__Goal__. Leave out the pictures, then reproduce the rest of the material exactly.

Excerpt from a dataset
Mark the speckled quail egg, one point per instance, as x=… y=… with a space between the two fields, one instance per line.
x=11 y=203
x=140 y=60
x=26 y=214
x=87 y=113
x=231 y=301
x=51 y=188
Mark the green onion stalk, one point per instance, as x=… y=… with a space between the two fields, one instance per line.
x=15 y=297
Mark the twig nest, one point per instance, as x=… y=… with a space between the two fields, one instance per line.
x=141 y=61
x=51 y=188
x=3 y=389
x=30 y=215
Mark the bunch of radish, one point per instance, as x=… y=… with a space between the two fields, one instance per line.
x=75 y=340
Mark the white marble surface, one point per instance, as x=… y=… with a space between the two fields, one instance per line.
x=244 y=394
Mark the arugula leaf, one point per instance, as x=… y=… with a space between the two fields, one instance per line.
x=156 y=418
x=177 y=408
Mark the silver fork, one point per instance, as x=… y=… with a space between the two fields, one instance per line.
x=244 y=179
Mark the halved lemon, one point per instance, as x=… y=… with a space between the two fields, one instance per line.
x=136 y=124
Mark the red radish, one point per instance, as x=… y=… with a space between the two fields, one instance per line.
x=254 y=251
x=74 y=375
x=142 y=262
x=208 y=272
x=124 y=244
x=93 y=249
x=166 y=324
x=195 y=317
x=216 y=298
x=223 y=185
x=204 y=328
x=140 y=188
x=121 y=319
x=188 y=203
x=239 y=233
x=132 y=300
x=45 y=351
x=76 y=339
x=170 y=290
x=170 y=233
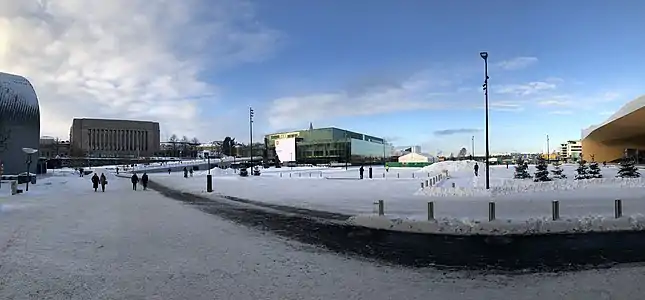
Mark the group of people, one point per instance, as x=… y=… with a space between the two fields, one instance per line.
x=102 y=181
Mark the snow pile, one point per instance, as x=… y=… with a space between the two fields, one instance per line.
x=502 y=227
x=526 y=186
x=450 y=166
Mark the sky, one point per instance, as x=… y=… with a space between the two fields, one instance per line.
x=408 y=71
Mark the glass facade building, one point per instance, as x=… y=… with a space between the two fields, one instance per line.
x=328 y=145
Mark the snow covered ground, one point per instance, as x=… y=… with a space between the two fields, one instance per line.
x=522 y=206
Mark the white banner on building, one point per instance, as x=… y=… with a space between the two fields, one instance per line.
x=286 y=149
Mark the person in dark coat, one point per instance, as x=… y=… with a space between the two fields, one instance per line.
x=135 y=180
x=103 y=181
x=95 y=182
x=144 y=181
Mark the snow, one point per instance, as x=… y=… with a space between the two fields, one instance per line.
x=63 y=241
x=522 y=206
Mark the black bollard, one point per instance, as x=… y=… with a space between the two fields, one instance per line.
x=209 y=183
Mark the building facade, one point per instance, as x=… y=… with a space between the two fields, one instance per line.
x=621 y=135
x=113 y=138
x=327 y=145
x=19 y=123
x=53 y=148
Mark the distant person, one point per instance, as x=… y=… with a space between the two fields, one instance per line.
x=135 y=180
x=144 y=180
x=95 y=182
x=103 y=182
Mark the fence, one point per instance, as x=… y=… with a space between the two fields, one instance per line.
x=492 y=207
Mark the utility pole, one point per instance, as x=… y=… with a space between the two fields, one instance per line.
x=548 y=153
x=472 y=149
x=251 y=132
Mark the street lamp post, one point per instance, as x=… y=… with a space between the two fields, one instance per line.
x=548 y=153
x=472 y=145
x=484 y=56
x=29 y=152
x=209 y=177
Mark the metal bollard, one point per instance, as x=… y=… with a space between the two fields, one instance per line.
x=430 y=211
x=491 y=211
x=618 y=208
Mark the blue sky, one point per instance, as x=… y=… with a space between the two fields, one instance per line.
x=408 y=71
x=555 y=67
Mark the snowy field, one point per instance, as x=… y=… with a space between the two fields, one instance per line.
x=522 y=206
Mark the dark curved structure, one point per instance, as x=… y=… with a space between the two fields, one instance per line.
x=538 y=252
x=19 y=123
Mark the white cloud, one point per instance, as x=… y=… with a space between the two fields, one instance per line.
x=527 y=89
x=561 y=112
x=517 y=63
x=131 y=59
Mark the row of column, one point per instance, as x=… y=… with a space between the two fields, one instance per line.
x=118 y=140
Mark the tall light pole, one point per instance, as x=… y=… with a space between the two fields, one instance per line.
x=472 y=149
x=251 y=132
x=29 y=152
x=484 y=56
x=548 y=154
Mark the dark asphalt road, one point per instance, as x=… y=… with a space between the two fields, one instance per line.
x=75 y=244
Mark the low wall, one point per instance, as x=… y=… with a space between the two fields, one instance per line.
x=476 y=251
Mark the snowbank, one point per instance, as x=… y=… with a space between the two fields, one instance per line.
x=502 y=227
x=450 y=166
x=514 y=186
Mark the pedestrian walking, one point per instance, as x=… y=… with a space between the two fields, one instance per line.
x=135 y=180
x=103 y=181
x=95 y=182
x=144 y=181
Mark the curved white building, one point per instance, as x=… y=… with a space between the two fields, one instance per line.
x=622 y=133
x=19 y=123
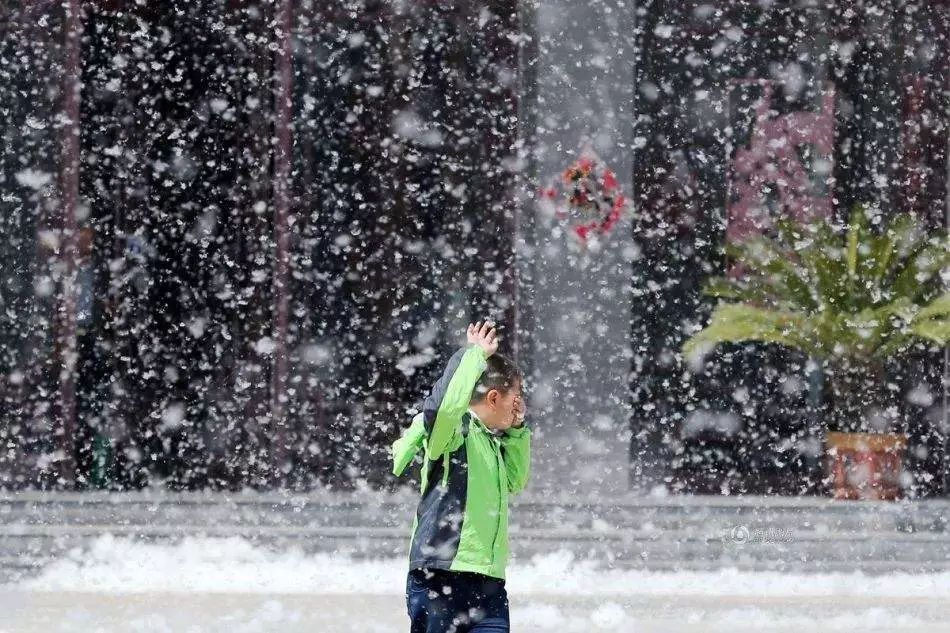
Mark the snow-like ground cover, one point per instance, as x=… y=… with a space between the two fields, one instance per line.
x=230 y=585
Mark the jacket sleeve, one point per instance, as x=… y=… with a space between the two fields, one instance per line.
x=516 y=447
x=449 y=399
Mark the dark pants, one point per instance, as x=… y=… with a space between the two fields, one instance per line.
x=442 y=601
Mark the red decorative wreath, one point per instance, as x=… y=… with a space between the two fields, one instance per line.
x=592 y=200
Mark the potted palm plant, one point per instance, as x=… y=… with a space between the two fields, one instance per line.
x=851 y=298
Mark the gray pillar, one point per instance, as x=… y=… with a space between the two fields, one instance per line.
x=579 y=298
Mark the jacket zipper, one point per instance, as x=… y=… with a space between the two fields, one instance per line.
x=498 y=465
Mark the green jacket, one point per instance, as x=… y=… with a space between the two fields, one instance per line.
x=461 y=523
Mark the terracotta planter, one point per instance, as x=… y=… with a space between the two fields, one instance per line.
x=865 y=465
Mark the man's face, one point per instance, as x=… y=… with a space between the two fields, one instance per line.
x=506 y=407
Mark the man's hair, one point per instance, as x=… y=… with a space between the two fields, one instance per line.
x=501 y=374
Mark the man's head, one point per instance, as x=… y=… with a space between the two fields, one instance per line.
x=497 y=399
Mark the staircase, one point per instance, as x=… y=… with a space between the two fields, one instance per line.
x=687 y=533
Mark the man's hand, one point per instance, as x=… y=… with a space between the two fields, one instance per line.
x=483 y=335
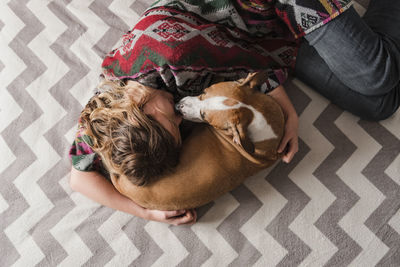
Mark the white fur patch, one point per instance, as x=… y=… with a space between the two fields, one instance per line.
x=258 y=130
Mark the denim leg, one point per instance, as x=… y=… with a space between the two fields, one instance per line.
x=312 y=70
x=368 y=62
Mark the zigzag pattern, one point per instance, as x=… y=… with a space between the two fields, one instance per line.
x=336 y=204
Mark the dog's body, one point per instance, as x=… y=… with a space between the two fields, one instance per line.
x=241 y=138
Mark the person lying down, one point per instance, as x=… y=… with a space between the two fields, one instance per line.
x=176 y=49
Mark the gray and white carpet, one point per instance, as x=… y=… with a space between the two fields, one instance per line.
x=336 y=204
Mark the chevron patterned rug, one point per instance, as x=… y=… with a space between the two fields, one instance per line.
x=336 y=204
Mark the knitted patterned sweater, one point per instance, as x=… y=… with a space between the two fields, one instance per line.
x=185 y=46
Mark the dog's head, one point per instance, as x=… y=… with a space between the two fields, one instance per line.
x=221 y=106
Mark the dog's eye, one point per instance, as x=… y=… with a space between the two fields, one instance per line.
x=202 y=114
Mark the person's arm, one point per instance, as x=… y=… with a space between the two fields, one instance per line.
x=290 y=142
x=96 y=187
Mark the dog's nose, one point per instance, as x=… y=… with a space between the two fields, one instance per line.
x=179 y=106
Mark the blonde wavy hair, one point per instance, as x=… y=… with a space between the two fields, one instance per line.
x=130 y=142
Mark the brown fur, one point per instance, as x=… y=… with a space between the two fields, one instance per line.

__Result for this exercise__.
Mark the speckled quail egg, one point per instance, as x=… y=… with a space between the two fields, one instance per line.
x=11 y=203
x=140 y=60
x=26 y=214
x=87 y=113
x=231 y=301
x=51 y=188
Mark the green onion stalk, one point per instance, as x=… y=… with a space between the two fields, one instance per line.
x=15 y=297
Mark the twig nest, one point per instance, as x=… y=… with a space between the two fields, one instance per line.
x=141 y=61
x=51 y=188
x=3 y=389
x=30 y=215
Mark the bunch of radish, one point per instance, as x=… y=… with a space between the two fields, one instance per line.
x=75 y=340
Mark the white marble surface, one point per instance, as x=… y=… with a space between the two fields, one instance per line.
x=244 y=394
Mark the arugula leaf, one point per instance, as x=… y=… with a space between the two fields, one instance per line.
x=156 y=418
x=177 y=408
Mark the silver fork, one point per instance, as x=… y=… with a space between the two fields, one instance per line.
x=244 y=179
Mark the halved lemon, one point per instance, as x=… y=… with a space between the two fields, one instance per line.
x=136 y=124
Mark the red radish, one point per instance, as x=… y=… with a space between the two fields, one instance per line.
x=254 y=251
x=74 y=375
x=142 y=262
x=208 y=272
x=124 y=244
x=93 y=249
x=166 y=324
x=195 y=317
x=216 y=298
x=223 y=185
x=204 y=328
x=140 y=188
x=121 y=319
x=188 y=203
x=239 y=233
x=132 y=300
x=45 y=351
x=76 y=339
x=170 y=290
x=170 y=233
Mark the group of people, one point per instance, as x=… y=… with a space between the two fields, one instance per line.
x=102 y=181
Mark the snow pile, one point per instance, as x=… y=… with a space between the two fields, one instance per line.
x=502 y=227
x=526 y=186
x=450 y=166
Mark the sky, one point per instance, as x=… y=… with a space between the two fields, one instance per line.
x=408 y=71
Mark the glass facade building, one point per instance, as x=… y=… with a space between the two fields, one instance per line.
x=328 y=145
Mark the snow covered ground, one point per instance, as x=… y=… with a space between the two fields, one instance per line.
x=522 y=206
Mark the white banner on building, one point per instance, as x=… y=… with a space between the two fields, one instance per line.
x=286 y=149
Mark the person in dark coat, one point per instance, as x=… y=… with a space between the two fields, one instance per line.
x=135 y=180
x=103 y=181
x=95 y=182
x=144 y=181
Mark the snow, one point per instance, as x=… y=… with a space between the two fields, one instance per line.
x=63 y=241
x=522 y=206
Mark the black bollard, one point per instance, as x=… y=… with a space between the two fields, one instance per line.
x=209 y=183
Mark the building facade, one point per instance, as x=… y=… with a space between the two fields, one instance per line.
x=621 y=135
x=113 y=138
x=327 y=145
x=19 y=123
x=53 y=148
Mark the distant person, one point per instance, as x=… y=… with a space between the two fields, one instance per line.
x=135 y=180
x=144 y=180
x=95 y=182
x=103 y=182
Mark the fence, one point per instance, as x=… y=… with a space between the two fields, one instance per line.
x=492 y=207
Mark the utility pole, one point per instance, as x=… y=… with a space between the two fields, one instance per line.
x=548 y=153
x=472 y=149
x=251 y=132
Mark the street lamp post, one point per instance, as x=… y=… with a space between the two fields, one instance per line.
x=548 y=153
x=472 y=145
x=484 y=56
x=29 y=152
x=209 y=177
Mark the metal bollard, one point per instance, as x=… y=… with a space between the two fields, one instance per line.
x=430 y=211
x=491 y=211
x=618 y=208
Mark the blue sky, one point per instance, as x=… y=… with a space between the two fields, one instance per line.
x=408 y=71
x=555 y=67
Mark the snowy field, one point per instance, as x=… y=… with a space between the two fields, one instance per line.
x=522 y=206
Mark the dark curved structure, one point per instance, as x=… y=… with a space between the two fields, one instance per line.
x=538 y=252
x=19 y=123
Mark the white cloud, one point per instance, as x=… y=… with a space between the two fields, one instance per line.
x=527 y=89
x=561 y=112
x=517 y=63
x=131 y=59
Mark the row of column, one point per instance, as x=… y=… with a space between the two fields, one instance per line.
x=118 y=140
Mark the tall light pole, one point per instance, as x=… y=… with a space between the two fields, one instance per line.
x=472 y=149
x=251 y=132
x=29 y=152
x=484 y=56
x=548 y=154
Mark the dark asphalt road, one point per instance, as x=… y=… with a space between the two fields, one instance per line.
x=75 y=244
Mark the low wall, one point per instance, as x=… y=… with a space between the two fields, one instance per line.
x=476 y=251
Mark the snowbank, one point per instance, as x=… y=… with a space between the two fields, one instance per line.
x=502 y=227
x=450 y=166
x=514 y=186
Mark the pedestrian walking, one point per instance, as x=… y=… with a space between the two fields, one instance per line.
x=135 y=180
x=103 y=181
x=95 y=182
x=144 y=181
Mark the curved white building, one point per instance, as x=… y=… with a space between the two fields, one instance per line.
x=622 y=133
x=19 y=123
Mark the snow-like ground cover, one point per instance, as x=… y=… with a space between the two fields, one instance per line.
x=230 y=585
Mark the jacket sleeve, one point per instance, as x=… y=… with a space between the two fields, one instance per line.
x=516 y=447
x=449 y=399
Mark the dark pants, one point per instance, as x=… y=… with a space between the two fields, one instance per line.
x=442 y=601
Mark the red decorative wreath, one point per instance, as x=… y=… with a space between the two fields, one instance per line.
x=592 y=200
Mark the potted palm plant, one point per instance, as x=… y=… with a space between the two fields, one instance per line.
x=851 y=298
Mark the gray pillar, one point per instance, as x=… y=… with a space between the two fields, one instance per line.
x=579 y=298
Mark the jacket zipper, one point per instance, as x=… y=… with a space between the two fields, one instance per line.
x=498 y=465
Mark the green jacket, one point per instance, as x=… y=… with a space between the two fields, one instance per line.
x=461 y=523
Mark the terracotta planter, one point per instance, as x=… y=… with a space between the two fields, one instance per line.
x=865 y=465
Mark the man's face, one point per instance, as x=… y=… with a space between the two fields, one instance per line.
x=506 y=407
Mark the man's hair, one point per instance, as x=… y=… with a space between the two fields, one instance per line.
x=501 y=374
Mark the man's head, one point per instance, as x=… y=… with a space between the two fields, one instance per line.
x=497 y=399
Mark the staircase, one point per instance, as x=… y=… with a space between the two fields, one instance per line.
x=687 y=533
Mark the man's hand, one point per instance, as x=… y=… with a space between the two fields, one instance per line.
x=483 y=335
Mark the white fur patch, one point per instance, as x=… y=… with a space between the two fields, one instance per line.
x=258 y=130
Mark the denim leg, one point per instance, as x=… y=… with a space between the two fields, one instance per line.
x=312 y=70
x=368 y=62
Mark the zigzag pattern, one point per instance, as x=… y=… with a space between the two fields, one instance per line.
x=336 y=204
Mark the dog's body, one point per instance, as x=… y=… with a space between the two fields, one instance per line.
x=241 y=138
Mark the person lying down, one point per instance, as x=… y=… with a space between the two fields, one instance per line.
x=176 y=49
Mark the gray and white carpet, one point per instance, as x=… y=… with a space between the two fields, one instance per line.
x=336 y=204
Mark the chevron patterned rug, one point per instance, as x=… y=… with a space between the two fields, one instance per line.
x=336 y=204
Mark the knitted patterned sweater, one point per instance, as x=… y=… with a space between the two fields, one instance per line.
x=185 y=46
Mark the dog's head, one point per instance, as x=… y=… with a space between the two fields, one instance per line.
x=221 y=106
Mark the dog's eye, one point per instance, as x=… y=… with a space between the two fields, one instance per line.
x=202 y=114
Mark the person's arm, one point per instance, as x=… y=… with a space between the two fields, one instance per line.
x=290 y=142
x=96 y=187
Mark the dog's nose, one point per instance, as x=… y=… with a space between the two fields, one instance per line.
x=179 y=106
Mark the blonde wavy hair, one point per instance, as x=… y=… with a space between the two fields, one instance per line.
x=130 y=142
Mark the brown fur, one point per instance, as x=… y=… with a space between the two fields, one instance per line.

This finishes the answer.